**Extrait proposé**
_ _ _
Souvenirs d’un enfant de Paris, vol. 2/Les compagnons d’armes/V

La bibliothèque libre.

V

PAUL ARÈNE


Malgré que nous eussions débuté ensemble et la même année, lui au second Théâtre-Français et moi au premier, je ne connus Paul Arène qu’après la guerre, mais, en dépit d’un caractère assez atrabilaire qu’il eut toujours, je lui suis resté fidèle jusqu’à sa mort, parce qu’il était un admirable artiste de lettres.

Je vais plus loin, je le tiens pour un classique de notre langue, et l’un des rares maîtres de la prose française à qui la durée est promise, si elle est promise à quelques écrivains de ce demi-siècle. Mais n’alourdissons pas ces souvenirs par de la critique littéraire. — Tu méritais d’être né dans l’Île-de-France, lui disais-je, et ce propos déchaînait ses colères. — Je suis de Sistéron, rien que de Sistéron, clamait-il, et n’en est pas qui veut ! Sistéron est une colonie grecque, pour ta gouverne. Sistéron, c’est Cithéron, le Montmartre de Thèbes, patrie de Pindare ! — Et il me tournait le dos avec mépris.

Alphonse Daudet, depuis son mariage, habitait rue Pavée, au Marais, aux entours de la place Royale. Il occupait un étage de l’hôtel Lamoignon, vieille demeure, silencieuse et hautaine, de cette race de magistrats du vieux jeu, drapés de science juridique, intrépides au sacerdoce héréditaire, et hissant du poing, aussi bien devant les peuples que devant les rois, les balances du Droit, qui sont celles de la Liberté. Il est vrai que la Robe alors anoblissait comme l’Épée.

Rien qu’à traverser la vaste cour circulaire de l’hôtel on refoulait d’un siècle sur le passé. On se sentait humilié de n’y point entrer en carrosse. La pensée se faisait grave dès le seuil, et, devant l’huissier de porte, cariatide de l’habitacle, le plus allègre était pris d’une attaque d’austérité. — Votre conciergerie daignerait-elle me dire si le sieur Alphonse Daudet donne audience ?
_ _ _
**Données fournies**
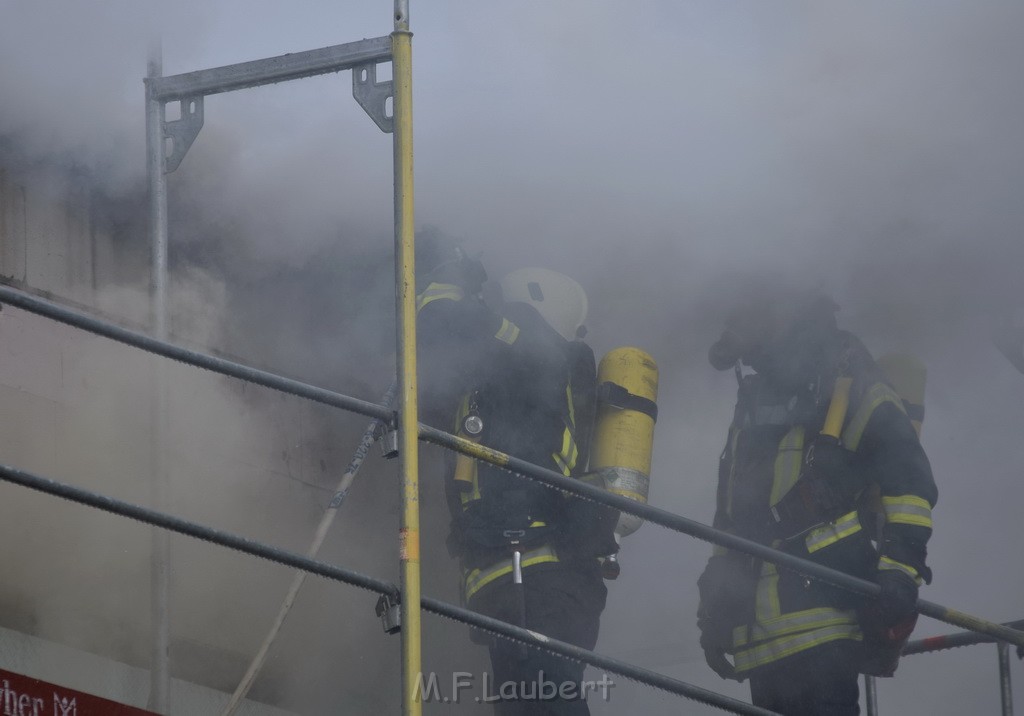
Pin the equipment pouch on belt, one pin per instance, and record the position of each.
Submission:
(827, 488)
_ _ _
Rédigez la suite du texte de souvenirs sur Paul Arène, en partant de sa dernière phrase.

L’appartement du poète était certainement plus haut que large, je veux dire que, s’il comprenait peu de pièces, les parois, propres aux tapisseries de haute lice, y exaltaient leurs lambris hors de la portée des yeux et des lampes. Les Lamoignon devaient dépenser en torches les trois quarts de leurs revenus, mais on sait que Daudet était le bélisaire d’une myopie hyperbolique ; aussi se dirigeait-il à vue de nez dans ces limbes familiers. Le salon où il recevait ses amis était en même temps son cabinet de travail et sa bibliothèque. C’était là qu’une fois par semaine nous nous réunissions autour de sa jeune gloire. On y disait des vers, on y faisait de la musique, on y disputait passionnément des choses d’art et de lettres. L’auteur de l’immortel « Tartarin » était un conteur éblouissant, inépuisable de bonnes histoires, beaucoup moins imaginées qu’observées, et où l’on devinait le preneur de notes impitoyable. Mais la musique le débridait. Aux premiers accords du piano, il se mettait à piaffer, secouait le caveçon et semblait perdre la tête. Si l’Orphée de Gluck ou le Lohengrin de Wagner, ses pièces de prédilection, étaient sur le pupitre, il ne se tenait plus et il entonnait à l’unisson avec le chanteur ou la cantatrice, non sans marteler l’accompagnateur de coups de poing dans le dos enthousiastes.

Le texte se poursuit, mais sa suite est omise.